**What you will do:** Write every line of the entries below as a JSON list of strings, one string per line, with blank lines left out. Leave the pictures out of the answer.

◆ ◆ ◆ ◆ ◆ ◆ ◆

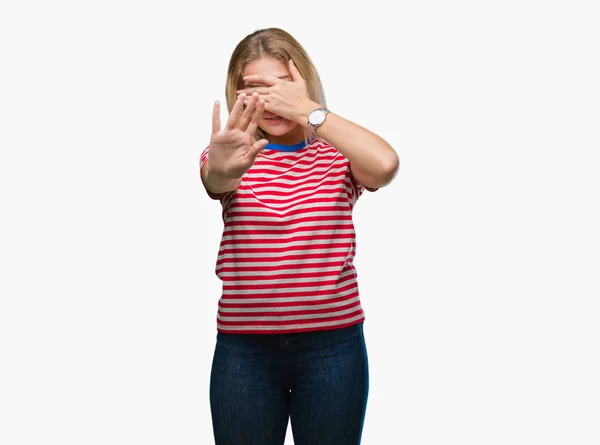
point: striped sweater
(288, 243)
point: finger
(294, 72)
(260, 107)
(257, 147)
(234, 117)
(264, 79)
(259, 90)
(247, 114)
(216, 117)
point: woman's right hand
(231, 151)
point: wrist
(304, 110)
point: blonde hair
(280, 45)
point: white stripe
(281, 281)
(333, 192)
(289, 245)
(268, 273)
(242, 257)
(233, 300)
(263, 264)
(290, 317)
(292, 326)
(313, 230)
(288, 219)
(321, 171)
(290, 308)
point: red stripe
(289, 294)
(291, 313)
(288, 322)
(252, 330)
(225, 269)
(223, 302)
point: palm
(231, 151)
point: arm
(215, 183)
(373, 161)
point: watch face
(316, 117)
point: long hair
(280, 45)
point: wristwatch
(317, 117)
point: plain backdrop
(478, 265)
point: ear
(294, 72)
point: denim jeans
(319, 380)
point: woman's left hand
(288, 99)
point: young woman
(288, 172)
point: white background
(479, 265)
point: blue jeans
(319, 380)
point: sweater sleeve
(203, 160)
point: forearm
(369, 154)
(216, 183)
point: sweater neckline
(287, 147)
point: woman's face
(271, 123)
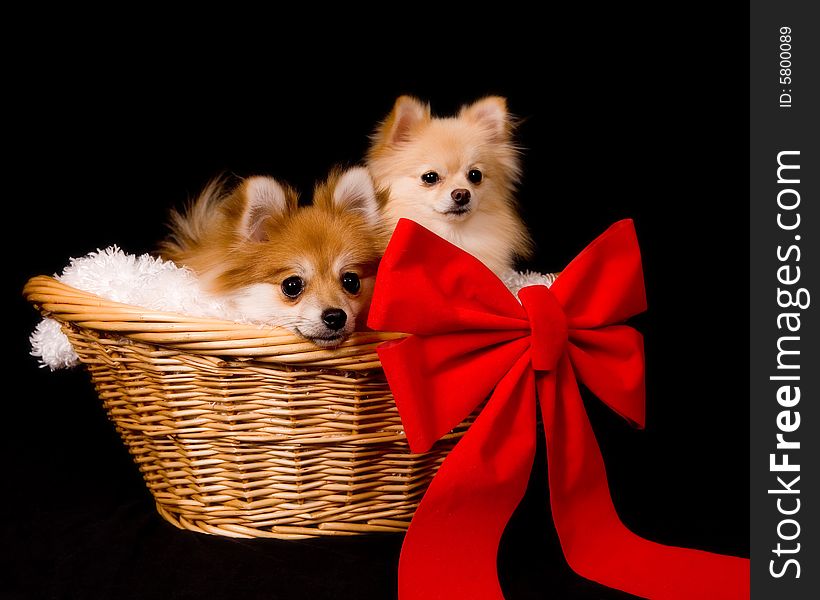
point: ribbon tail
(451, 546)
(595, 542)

◆ ◆ ◆ ◆ ◆ ◆ ◆

**The response:**
[
  "point: striped sweater",
  "(288, 243)",
  "point: finger",
  "(294, 72)",
  "(260, 107)",
  "(257, 147)",
  "(234, 117)",
  "(264, 79)",
  "(259, 90)",
  "(247, 114)",
  "(216, 117)",
  "point: woman's right hand",
  "(231, 151)",
  "point: wrist",
  "(304, 110)",
  "point: blonde hair",
  "(280, 45)",
  "point: white stripe",
  "(281, 281)",
  "(333, 192)",
  "(289, 245)",
  "(268, 273)",
  "(242, 257)",
  "(233, 300)",
  "(263, 264)",
  "(290, 317)",
  "(292, 326)",
  "(313, 230)",
  "(288, 219)",
  "(321, 171)",
  "(290, 308)",
  "point: red stripe",
  "(289, 294)",
  "(291, 313)",
  "(288, 322)",
  "(252, 330)",
  "(225, 269)",
  "(223, 302)",
  "point: palm",
  "(231, 151)",
  "point: arm",
  "(215, 183)",
  "(373, 161)",
  "point: watch face",
  "(316, 117)",
  "point: long hair",
  "(280, 45)",
  "point: wristwatch",
  "(317, 117)",
  "point: plain backdrop",
  "(478, 265)",
  "point: ear",
  "(294, 72)",
  "point: denim jeans",
  "(319, 380)",
  "point: woman's left hand",
  "(288, 99)",
  "point: young woman",
  "(288, 172)",
  "point: white background",
  "(479, 265)",
  "point: blue jeans",
  "(319, 380)",
  "point: sweater sleeve",
  "(203, 160)",
  "point: forearm",
  "(369, 154)",
  "(216, 183)",
  "point: sweater neckline",
  "(287, 147)",
  "point: woman's face",
  "(271, 123)",
  "point: ribbon tail",
  "(451, 546)",
  "(595, 542)"
]